25. You always rotate product properly, practicing FIFO (First In, First Out)

26. You always have enough mise en place for your shift

27. You never throw product out due to over-prepping

28. You NEVER steal someone else’s mise en place

29. You always prepare fresh products daily…do not make tomorrow’s chiffonade today

30. When running low on a product for your station’s prep you always let the chef know before the last of it is gone

31. Never 86 anything unless there is no more product to prep. When running low on a menu item you always give the chef at least a one hour warning before having to 86 it. This allows a count-down for the servers so no customer orders it when it is gone; and it allows time to try to prep more or find a replacement

32. You are fast, but not sloppy…your station is clean and organized even in the middle of the push

33. You always have an extra gear available when needed

34. You follow established safe holding temperatures and verify that your products in the hot bain-marie and refrigerated holding inserts are at temp. You sanitize everything that comes in contact with food, ie. thermometers, utensils etc.

35. You organize your time efficiently, always planning ahead…you make fewer trips to the walk-in, always carrying something both ways

36. You take your breaks when it’s slow, and only with the chef’s permission

37. You restock your station before taking your breaks

38. You manage your food well – if it needs to be in the window in 2 minutes you can make it happen, or if you’re told to slow a dish for 4 minutes you know how to do that as well

39. You have an appetite to learn more, regardless of how much or little you already know

40. You prepare and present the food exactly as the Chef has taught you…every time

41. When you’re having a great day you focus, prepare, & present the food properly throughout your entire shift

42. When you’re having a shitty day you focus, prepare, & present the food properly throughout your entire shift

43. You do it right, without taking shortcuts, even if it’s a tedious pain in the ass. This is called Professional Discipline

44. You do not bring your personal drama to work with you. You take control of, and are responsible for, your “Emotional Wake”

45. You are not afraid to ask appropriate questions about proper procedure…do not hack up an entire tenderloin because you are too arrogant, or too scared, to ask for a demo

46. You work neatly and clean as you go

47. You properly label and date EVERYTHING

48. You admit when you are wrong, but don’t point it out when others are wrong – especially if it’s the chef

49. The kitchen is not a democracy…always do it the Chef’s way, even if you think your way is better, if you must suggest something, do so in private…hopefully the Chef will give you kudos if he accepts the revision…but don’t expect it

50. “Yes Chef!” or “Oui Chef!” is the only proper response to any directive from the Chef. If the Chef says, “Please do it this way” understand that he/she is not offering you a choice; you are politely being instructed how to do it and your compliance is expected

51. You always give call-backs when orders are called

52. You work in a safe manner, thereby protecting yourself and others from harm

53. You always use appropriate kitchen warnings such as, “Behind”, “Corner”, “Hot”, “Knife”, “Oven Open”, etc.

■ **Information shown**
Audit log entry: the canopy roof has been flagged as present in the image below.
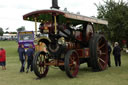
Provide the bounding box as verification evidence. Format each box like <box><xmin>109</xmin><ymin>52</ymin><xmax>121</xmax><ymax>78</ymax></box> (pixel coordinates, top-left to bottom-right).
<box><xmin>23</xmin><ymin>9</ymin><xmax>108</xmax><ymax>25</ymax></box>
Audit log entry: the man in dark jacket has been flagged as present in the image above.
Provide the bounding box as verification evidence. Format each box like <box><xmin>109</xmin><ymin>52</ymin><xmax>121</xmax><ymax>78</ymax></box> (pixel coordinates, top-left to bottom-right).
<box><xmin>18</xmin><ymin>45</ymin><xmax>26</xmax><ymax>72</ymax></box>
<box><xmin>26</xmin><ymin>45</ymin><xmax>34</xmax><ymax>73</ymax></box>
<box><xmin>113</xmin><ymin>42</ymin><xmax>121</xmax><ymax>66</ymax></box>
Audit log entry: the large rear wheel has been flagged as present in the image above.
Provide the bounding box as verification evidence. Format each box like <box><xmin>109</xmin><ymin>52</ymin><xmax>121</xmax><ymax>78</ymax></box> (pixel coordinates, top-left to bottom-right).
<box><xmin>33</xmin><ymin>51</ymin><xmax>48</xmax><ymax>78</ymax></box>
<box><xmin>90</xmin><ymin>34</ymin><xmax>108</xmax><ymax>71</ymax></box>
<box><xmin>64</xmin><ymin>50</ymin><xmax>79</xmax><ymax>78</ymax></box>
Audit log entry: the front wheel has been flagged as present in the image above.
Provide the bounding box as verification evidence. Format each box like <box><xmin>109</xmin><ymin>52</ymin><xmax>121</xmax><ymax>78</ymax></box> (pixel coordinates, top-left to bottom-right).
<box><xmin>64</xmin><ymin>50</ymin><xmax>79</xmax><ymax>78</ymax></box>
<box><xmin>33</xmin><ymin>51</ymin><xmax>49</xmax><ymax>78</ymax></box>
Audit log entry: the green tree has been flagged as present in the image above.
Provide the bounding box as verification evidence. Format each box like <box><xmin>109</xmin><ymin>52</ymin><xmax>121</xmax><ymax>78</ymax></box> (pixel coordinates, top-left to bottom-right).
<box><xmin>0</xmin><ymin>27</ymin><xmax>4</xmax><ymax>36</ymax></box>
<box><xmin>16</xmin><ymin>26</ymin><xmax>25</xmax><ymax>32</ymax></box>
<box><xmin>96</xmin><ymin>0</ymin><xmax>128</xmax><ymax>45</ymax></box>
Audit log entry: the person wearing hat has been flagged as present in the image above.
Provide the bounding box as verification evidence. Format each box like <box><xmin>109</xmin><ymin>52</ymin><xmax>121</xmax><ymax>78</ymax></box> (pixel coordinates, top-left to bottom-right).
<box><xmin>113</xmin><ymin>42</ymin><xmax>121</xmax><ymax>66</ymax></box>
<box><xmin>18</xmin><ymin>44</ymin><xmax>26</xmax><ymax>72</ymax></box>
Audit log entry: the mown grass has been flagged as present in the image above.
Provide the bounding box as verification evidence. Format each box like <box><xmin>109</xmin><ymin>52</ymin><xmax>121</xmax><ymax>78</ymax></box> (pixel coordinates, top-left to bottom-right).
<box><xmin>0</xmin><ymin>41</ymin><xmax>128</xmax><ymax>85</ymax></box>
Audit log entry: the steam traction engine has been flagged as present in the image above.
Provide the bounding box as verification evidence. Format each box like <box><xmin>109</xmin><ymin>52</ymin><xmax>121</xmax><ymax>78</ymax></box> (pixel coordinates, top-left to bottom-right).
<box><xmin>23</xmin><ymin>0</ymin><xmax>108</xmax><ymax>78</ymax></box>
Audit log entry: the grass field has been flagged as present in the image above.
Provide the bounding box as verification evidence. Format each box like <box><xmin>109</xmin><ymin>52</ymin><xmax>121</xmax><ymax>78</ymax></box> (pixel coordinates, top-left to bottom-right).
<box><xmin>0</xmin><ymin>41</ymin><xmax>128</xmax><ymax>85</ymax></box>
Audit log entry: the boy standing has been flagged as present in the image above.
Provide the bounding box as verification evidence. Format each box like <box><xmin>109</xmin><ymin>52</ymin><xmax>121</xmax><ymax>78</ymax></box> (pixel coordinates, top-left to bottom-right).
<box><xmin>26</xmin><ymin>45</ymin><xmax>34</xmax><ymax>73</ymax></box>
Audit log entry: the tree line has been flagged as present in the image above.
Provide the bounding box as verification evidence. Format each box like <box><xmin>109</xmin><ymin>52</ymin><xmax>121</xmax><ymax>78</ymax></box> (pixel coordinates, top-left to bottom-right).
<box><xmin>95</xmin><ymin>0</ymin><xmax>128</xmax><ymax>46</ymax></box>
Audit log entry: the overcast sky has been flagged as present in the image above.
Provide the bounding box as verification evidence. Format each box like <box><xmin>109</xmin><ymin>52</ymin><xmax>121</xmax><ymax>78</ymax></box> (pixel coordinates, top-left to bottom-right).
<box><xmin>0</xmin><ymin>0</ymin><xmax>126</xmax><ymax>31</ymax></box>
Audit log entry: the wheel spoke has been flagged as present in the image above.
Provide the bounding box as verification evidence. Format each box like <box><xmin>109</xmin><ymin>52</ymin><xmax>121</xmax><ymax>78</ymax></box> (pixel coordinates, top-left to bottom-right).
<box><xmin>99</xmin><ymin>43</ymin><xmax>105</xmax><ymax>49</ymax></box>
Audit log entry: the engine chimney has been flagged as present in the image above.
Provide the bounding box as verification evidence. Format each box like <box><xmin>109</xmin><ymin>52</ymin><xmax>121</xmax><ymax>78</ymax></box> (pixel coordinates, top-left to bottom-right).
<box><xmin>51</xmin><ymin>0</ymin><xmax>60</xmax><ymax>9</ymax></box>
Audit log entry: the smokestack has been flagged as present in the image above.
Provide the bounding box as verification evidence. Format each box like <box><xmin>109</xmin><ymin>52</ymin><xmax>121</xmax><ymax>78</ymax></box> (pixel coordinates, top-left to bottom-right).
<box><xmin>51</xmin><ymin>0</ymin><xmax>60</xmax><ymax>9</ymax></box>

■ **Exercise details**
Pick up the numbered list of rules for professional kitchen conduct after item 53 and write the next few entries in the same style.

■ **Written reply**
54. You are willing and able to work long hours under high stress, sometimes for many days straight, w/o becoming a moody detriment to the kitchen or the food

55. You work for the good of the team and the restaurant

56. You plan ahead and ask for days off well in advance

57. You always know exactly what is in your oven, or on your stove or grill, even if it’s not yours

58. You are aware and observant in the kitchen: you smell when food doesn’t smell or feel right, you notice if the temp in a cooler is too high, you smell if something is burning

59. You have a “sense of urgency”

60. You work efficiently as regards time and organization, meaning that items which take a long time to prepare are started before items which take less time. During service, if you have a dish which takes 10 minutes to prepare, one which takes 5 minutes, and one which takes 2 minutes, you are able to time and prepare all three within 10 minutes and hit the window at the same time; and it does not take you 17 minutes because you prepared them one at a time

61. You always tell the chef when you leave the Line, including why you are leaving

62. When it’s slow, you always find something useful to do, including cleaning your station or organizing the walk-in. “If you have time to lean you have time to clean”

63. Always treat equipment with respect, as if you paid for it yourself

64. Always work in a manner which meets the health code, ensuring that you’re not going to get someone sick

65. You understand the proper use of foodservice gloves. They are a pain in the ass, but they protect our guests, “No glove, no love”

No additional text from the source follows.